- [Work order] Print the data that follows word for word, leaving out any picture.

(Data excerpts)
☆ ☆ ☆ ☆

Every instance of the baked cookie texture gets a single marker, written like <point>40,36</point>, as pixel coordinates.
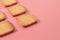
<point>8,2</point>
<point>5,28</point>
<point>16,9</point>
<point>26,19</point>
<point>2,16</point>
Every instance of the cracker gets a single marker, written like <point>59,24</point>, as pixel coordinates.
<point>8,2</point>
<point>16,9</point>
<point>26,19</point>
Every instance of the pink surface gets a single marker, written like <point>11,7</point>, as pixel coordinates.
<point>47,11</point>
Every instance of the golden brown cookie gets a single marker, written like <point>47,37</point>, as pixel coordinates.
<point>8,2</point>
<point>5,28</point>
<point>2,16</point>
<point>26,19</point>
<point>16,9</point>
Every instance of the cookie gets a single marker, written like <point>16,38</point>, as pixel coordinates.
<point>5,28</point>
<point>8,2</point>
<point>26,19</point>
<point>16,9</point>
<point>2,16</point>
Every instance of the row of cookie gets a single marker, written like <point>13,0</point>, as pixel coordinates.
<point>19,12</point>
<point>5,26</point>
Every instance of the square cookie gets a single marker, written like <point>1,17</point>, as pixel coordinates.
<point>2,16</point>
<point>26,19</point>
<point>8,2</point>
<point>5,28</point>
<point>16,9</point>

☆ ☆ ☆ ☆

- [Output below]
Every instance of the baked cookie texture gets a single marker, written like <point>40,36</point>, as pixel coordinates.
<point>8,2</point>
<point>5,28</point>
<point>16,9</point>
<point>26,19</point>
<point>2,16</point>
Every instance of the cracker gets a single marker, written like <point>59,24</point>, as pixel coordinates.
<point>8,2</point>
<point>16,9</point>
<point>26,19</point>
Every instance of the pink surface gets a single marker, written like <point>11,7</point>, as pixel coordinates.
<point>47,11</point>
Every instance of the golden brown cookie gets a single marker, written like <point>47,37</point>, as pixel coordinates.
<point>8,2</point>
<point>5,28</point>
<point>2,16</point>
<point>26,19</point>
<point>16,9</point>
Every instance of the cookie gets a single marker, written like <point>16,38</point>, as pixel coordinates.
<point>5,28</point>
<point>8,2</point>
<point>26,19</point>
<point>16,9</point>
<point>2,16</point>
Every instance of the row of cookie gets a single marker, written like <point>13,0</point>, as pixel coordinates.
<point>19,12</point>
<point>5,26</point>
Every instance of the square cookie gets a single marker, written like <point>1,17</point>, as pixel coordinates.
<point>2,16</point>
<point>26,19</point>
<point>8,2</point>
<point>5,28</point>
<point>16,9</point>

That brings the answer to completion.